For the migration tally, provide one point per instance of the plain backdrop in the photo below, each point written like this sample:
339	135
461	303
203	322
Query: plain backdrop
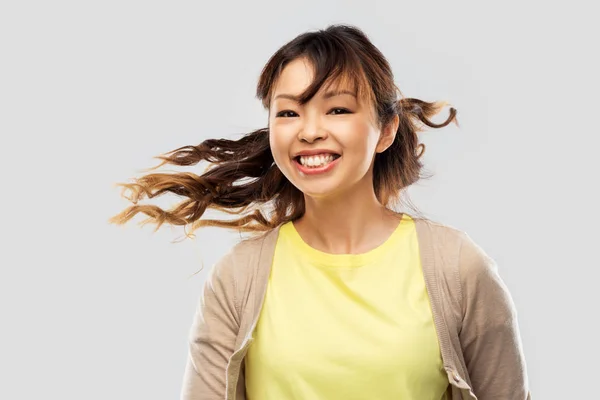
91	91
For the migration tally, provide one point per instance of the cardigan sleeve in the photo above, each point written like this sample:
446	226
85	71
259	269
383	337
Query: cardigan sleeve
489	334
212	336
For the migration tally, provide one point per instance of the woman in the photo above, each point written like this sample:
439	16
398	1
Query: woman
339	297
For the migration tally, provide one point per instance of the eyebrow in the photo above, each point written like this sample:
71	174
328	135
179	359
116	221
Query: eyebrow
327	95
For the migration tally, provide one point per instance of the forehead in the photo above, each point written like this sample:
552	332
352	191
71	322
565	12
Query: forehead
299	74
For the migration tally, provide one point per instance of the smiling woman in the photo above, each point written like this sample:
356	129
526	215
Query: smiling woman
341	296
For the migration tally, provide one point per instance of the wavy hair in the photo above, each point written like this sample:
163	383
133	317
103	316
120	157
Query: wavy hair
242	178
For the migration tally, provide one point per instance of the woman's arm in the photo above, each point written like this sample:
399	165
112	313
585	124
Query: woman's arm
490	334
212	335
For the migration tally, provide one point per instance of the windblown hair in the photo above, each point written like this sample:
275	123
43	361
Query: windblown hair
243	179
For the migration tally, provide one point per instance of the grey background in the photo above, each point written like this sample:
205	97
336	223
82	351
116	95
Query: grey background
91	91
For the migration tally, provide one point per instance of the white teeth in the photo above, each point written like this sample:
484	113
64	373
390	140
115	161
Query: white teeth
316	160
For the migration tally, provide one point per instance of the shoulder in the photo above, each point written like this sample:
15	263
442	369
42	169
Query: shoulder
238	265
453	242
461	262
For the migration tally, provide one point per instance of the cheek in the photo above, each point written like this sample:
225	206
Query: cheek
279	147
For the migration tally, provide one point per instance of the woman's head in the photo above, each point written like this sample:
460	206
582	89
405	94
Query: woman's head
326	146
329	90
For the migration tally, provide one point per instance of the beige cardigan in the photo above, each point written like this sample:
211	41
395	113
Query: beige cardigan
473	312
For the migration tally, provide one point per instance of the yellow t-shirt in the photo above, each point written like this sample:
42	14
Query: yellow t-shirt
346	326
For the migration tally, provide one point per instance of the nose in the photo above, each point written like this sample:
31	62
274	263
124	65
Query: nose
312	131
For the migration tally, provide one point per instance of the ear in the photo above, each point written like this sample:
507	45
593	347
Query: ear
388	134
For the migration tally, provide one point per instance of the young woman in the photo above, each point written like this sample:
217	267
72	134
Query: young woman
339	296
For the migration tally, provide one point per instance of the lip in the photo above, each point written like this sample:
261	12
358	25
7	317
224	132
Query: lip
318	170
315	152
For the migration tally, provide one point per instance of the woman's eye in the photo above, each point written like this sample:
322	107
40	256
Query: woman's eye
336	111
286	114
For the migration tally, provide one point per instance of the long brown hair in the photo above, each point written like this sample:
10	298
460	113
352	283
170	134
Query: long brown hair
242	178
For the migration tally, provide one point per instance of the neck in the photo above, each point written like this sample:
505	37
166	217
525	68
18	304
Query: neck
347	224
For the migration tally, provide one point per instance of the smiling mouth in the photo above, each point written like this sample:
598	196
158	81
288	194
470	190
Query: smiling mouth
316	161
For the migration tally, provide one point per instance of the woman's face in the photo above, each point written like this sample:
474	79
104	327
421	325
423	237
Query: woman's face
326	147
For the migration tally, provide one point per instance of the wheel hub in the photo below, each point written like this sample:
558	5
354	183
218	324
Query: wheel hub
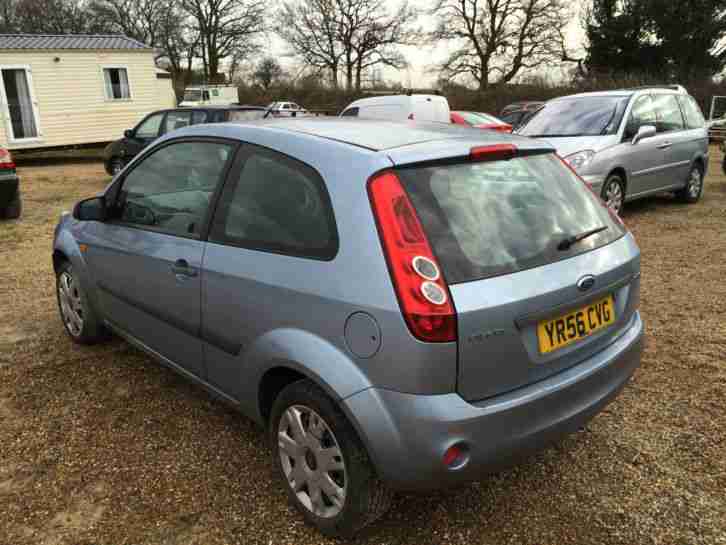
312	461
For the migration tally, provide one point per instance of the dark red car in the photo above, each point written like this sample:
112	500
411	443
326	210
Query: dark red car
479	120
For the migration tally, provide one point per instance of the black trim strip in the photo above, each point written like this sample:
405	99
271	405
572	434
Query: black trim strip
205	335
151	311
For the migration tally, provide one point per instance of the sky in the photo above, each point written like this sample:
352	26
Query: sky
423	59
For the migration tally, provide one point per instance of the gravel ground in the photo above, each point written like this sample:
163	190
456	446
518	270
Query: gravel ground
102	446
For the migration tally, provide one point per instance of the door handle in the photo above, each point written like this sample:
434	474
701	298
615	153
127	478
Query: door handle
181	267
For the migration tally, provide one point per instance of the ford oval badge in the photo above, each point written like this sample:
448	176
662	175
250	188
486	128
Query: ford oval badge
586	282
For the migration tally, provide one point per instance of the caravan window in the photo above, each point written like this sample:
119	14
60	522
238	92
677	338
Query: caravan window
116	81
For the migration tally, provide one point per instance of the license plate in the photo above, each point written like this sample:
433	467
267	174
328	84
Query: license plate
575	325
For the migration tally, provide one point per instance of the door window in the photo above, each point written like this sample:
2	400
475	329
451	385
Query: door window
149	127
170	189
669	113
199	116
177	120
692	112
277	204
20	104
643	113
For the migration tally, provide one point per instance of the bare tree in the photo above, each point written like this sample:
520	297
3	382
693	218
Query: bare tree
311	30
375	37
348	36
495	40
226	28
267	71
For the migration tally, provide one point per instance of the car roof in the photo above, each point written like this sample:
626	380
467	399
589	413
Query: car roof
370	134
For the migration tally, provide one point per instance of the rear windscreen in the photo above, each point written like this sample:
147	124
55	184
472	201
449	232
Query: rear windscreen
491	218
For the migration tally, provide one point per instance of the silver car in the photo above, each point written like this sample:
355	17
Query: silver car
400	306
629	144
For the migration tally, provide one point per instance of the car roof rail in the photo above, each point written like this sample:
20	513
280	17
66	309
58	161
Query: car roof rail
671	87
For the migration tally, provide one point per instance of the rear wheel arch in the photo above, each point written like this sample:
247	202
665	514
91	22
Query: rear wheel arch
271	384
620	172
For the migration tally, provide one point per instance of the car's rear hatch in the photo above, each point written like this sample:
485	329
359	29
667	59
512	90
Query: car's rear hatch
527	304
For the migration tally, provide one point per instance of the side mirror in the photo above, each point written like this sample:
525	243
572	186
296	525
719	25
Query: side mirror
93	209
646	131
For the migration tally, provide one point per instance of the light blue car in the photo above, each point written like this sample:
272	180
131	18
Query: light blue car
401	306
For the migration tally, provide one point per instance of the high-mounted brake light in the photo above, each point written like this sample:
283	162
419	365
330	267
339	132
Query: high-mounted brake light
6	160
422	292
494	152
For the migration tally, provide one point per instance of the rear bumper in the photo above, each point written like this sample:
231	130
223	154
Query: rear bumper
407	435
9	184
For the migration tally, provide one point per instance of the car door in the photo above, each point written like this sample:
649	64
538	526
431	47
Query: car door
643	160
144	134
146	260
270	241
672	127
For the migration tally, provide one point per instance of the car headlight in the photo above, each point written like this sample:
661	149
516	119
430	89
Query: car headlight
580	159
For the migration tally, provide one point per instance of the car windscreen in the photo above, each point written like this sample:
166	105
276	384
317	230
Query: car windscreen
246	115
491	218
473	118
580	116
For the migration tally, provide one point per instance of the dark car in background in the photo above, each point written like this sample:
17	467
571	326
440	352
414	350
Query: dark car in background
117	154
10	204
519	113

- _REQUIREMENT_
Since the copy must exclude the pictures, transcribe only the text of the records, word for word.

- _EXERCISE SOLUTION_
For the migration tally, provide one point per instance of the plain backdrop in the photo below, each point written like this sample:
339	135
461	303
203	322
Query: plain backdrop
91	91
For the migration tally, provide one point per instance of the cardigan sleeve in the photo above, each point written like this sample:
446	226
85	71
259	269
383	337
Query: cardigan sleeve
489	334
212	336
For the migration tally, provide one point per instance of the woman in the photo above, each point written like this sample:
439	16
398	1
Query: woman
339	297
For the migration tally, provide one point per instance of the eyebrow in the photo above, each point written like this sample:
71	174
328	135
179	359
116	221
Query: eyebrow
327	95
For the migration tally, provide one point per instance of the forehead in the photo above, each point written like this sample:
552	332
352	191
71	322
565	12
Query: forehead
299	74
For the migration tally, provide one point per instance of the smiling woman in the photo above, each point written like this sample:
356	129
526	215
Query: smiling woman
341	296
For the migration tally, provide one point per instance of the wavy hair in the photo above, each point written like this sample:
163	383
133	317
103	316
120	157
Query: wavy hair
242	178
For the migration tally, provide one point per instance of the woman's arm in the photo above, each point written like this sample:
399	165
112	313
585	124
Query: woman's arm
490	334
212	335
For the migration tally, provide one point per instance of the windblown hair in the photo above, each point written like this sample:
275	123
43	361
Query: windblown hair
243	179
For the migration tally, provide one point per instance of the grey background in the photo above, each point written like this sample:
205	97
336	223
82	351
116	95
Query: grey background
91	91
For the migration tally, provide one point per instance of the white teeth in the photo above, each point written like this sample:
484	113
64	373
390	140
115	161
Query: white teeth
316	160
For the migration tally, provide one point per instance of the shoulder in the photo above, each point written like this sample:
15	263
442	369
42	169
Query: shoulder
238	265
453	242
461	262
For the migration tally, provide one point per instance of the cheek in the photo above, each point written like this sample:
225	206
Query: cheek
279	147
For the migration tally, provide one point per instance of the woman's head in the photo above, each point written like this sample:
460	206
582	89
405	94
Query: woman's head
326	146
329	90
For the migration tally, provide one point per instance of the beige cardigan in the photo above, each point written like this sample:
211	41
395	113
Query: beige cardigan
473	312
For the migration tally, provide one point per instance of the yellow t-shirt in the photo above, each point written like this sample:
42	14
Query: yellow t-shirt
346	326
For the migration tally, provide one point per instance of the nose in the photo above, each point written like this sample:
31	62
274	263
124	65
Query: nose
312	131
For the migration tally, provide one point per instance of the ear in the photo above, each point written like this sample:
507	45
593	347
Query: ear
388	134
For the migration tally, provide one point per instance of the young woman in the photo above, each point written like this sample:
217	267
72	134
Query: young woman
339	296
For the migration tally, provide one point per instance of the lip in the photo above, each point written like this sample:
261	12
358	25
7	317
224	132
Query: lip
318	170
315	152
For the migration tally, provide one point per instance of the woman's eye in the photo above, each point written like this sample:
322	107
40	256
Query: woman's eye
336	111
286	114
For the migration tally, provide one point per instance of the long brown hair in the photo above, each point written like this sample:
10	298
460	113
352	283
170	134
Query: long brown hair
242	178
For the migration tally, provide one point per instance of the neck in the photo above, each point written like this sample:
505	37
166	217
525	68
18	304
Query: neck
347	224
For the migration tally, provide one point per instance of the smiling mouth in the photo above, each point written like this sample:
598	196
158	81
288	194
470	190
Query: smiling mouth
316	161
For the migration tally, provide one point per instance of the woman's face in the photo above, each point written like this sample:
474	79
104	327
421	325
423	237
Query: woman's face
326	147
For the migration tally, provide one point per instance of the wheel hub in the photo below, each point written like this sample:
558	5
354	183
218	324
Query: wheel hub
312	461
For the migration tally, provide one point per instance of the dark red car in the photo above, each point written like this sample:
112	500
411	443
326	210
Query: dark red car
479	120
For the migration tally, provide one point per instance of the black trim strip in the photo above, each point written like this sample:
405	99
271	405
572	434
Query: black trim strip
205	335
151	311
For the migration tally, provide one point per instance of the sky in the photo above, each point written like this sample:
352	26
Query: sky
423	59
For the migration tally, provide one point per instance of the gravel ground in the photo above, each point written like this sample:
163	190
456	446
518	270
Query: gravel ground
102	446
For the migration tally, provide one point per instance of the door handle in the photo above, each point written like this sample:
434	474
701	298
615	153
127	478
Query: door handle
181	267
For the migration tally, provide one point per instance of the ford oval badge in the photo above, each point written like this sample:
448	176
662	175
250	188
486	128
Query: ford oval badge
586	282
For the migration tally, provide one point per instance of the caravan window in the photo above, each point written like this sample:
119	14
60	522
238	92
677	338
Query: caravan window
116	81
For the migration tally, provide one point per instance of the license plate in the photo above, each point written like this sample:
433	467
267	174
328	84
Query: license plate
575	325
For the migration tally, provide one point per instance of the door window in the photo above, each point written like this sample:
2	400
475	329
451	385
Query: door window
149	127
170	189
669	113
199	116
177	120
692	112
277	204
20	104
643	113
For the migration tally, provide one point per instance of the bare tree in the photo above, each point written like this sample:
520	297
3	382
693	218
Query: bare tree
311	30
375	37
348	36
495	40
226	28
267	71
For the migration tally, provide one point per instance of the car roof in the photo above, each point written like this sample:
626	380
467	399
589	413
Query: car roof
370	134
For the migration tally, provide one point per instance of the rear windscreen in the photo above, each point written like this sample:
147	124
55	184
472	201
449	232
Query: rear windscreen
491	218
For the migration tally, provide one point per instance of the silver car in the photo above, each point written like this sample:
355	17
Query: silver car
400	306
629	144
For the migration tally, provide one point per instance of the car roof rail in the photo above, each point written like this sample:
20	513
280	17
66	309
58	161
Query: car roof rail
671	87
For the migration tally, provide one point per instance of the rear wheel arch in the photo above, each point written like this sample:
247	202
665	514
91	22
Query: rear wheel arch
271	384
620	172
For the migration tally, provide one point per instance of the car's rear hatch in the photo above, each point written like this sample:
485	329
359	29
667	59
512	90
Query: car's rear hatch
527	304
For the migration tally, provide one point per instance of the side mirror in the photo above, each point written like this sample:
525	243
572	186
296	525
719	25
Query: side mirror
93	209
646	131
For the migration tally, provide one point per instance of the light blue car in the photo above, each point written like this sample:
272	180
131	18
Query: light blue car
401	306
For the migration tally, provide one point per instance of the high-mounted brake light in the photo above, each point written like this sample:
283	162
419	365
330	267
339	132
Query: high-mounted brake light
6	160
422	292
494	152
For the migration tally, provide one point per instance of the rear bumper in the photo above, each point written like this sample:
231	130
223	154
Query: rear bumper
407	435
9	184
For the migration tally, provide one point per instance of the car door in the photo above, each point written like this sample:
649	64
538	526
431	47
Query: car door
643	160
144	134
146	260
270	241
672	127
For the migration tally, provide one point per instance of the car headlight in the photo above, each point written like this sample:
661	149
516	119
430	89
Query: car headlight
580	159
For the migration tally, provide one point per instance of the car windscreen in the photo above, each point written like this sample:
166	105
276	384
317	230
Query: car windscreen
246	115
491	218
473	118
580	116
For the migration tally, provide one point per instance of the dark car in background in the photo above, each point written like this sample:
17	467
571	326
440	352
414	350
Query: dark car in background
117	154
10	204
519	113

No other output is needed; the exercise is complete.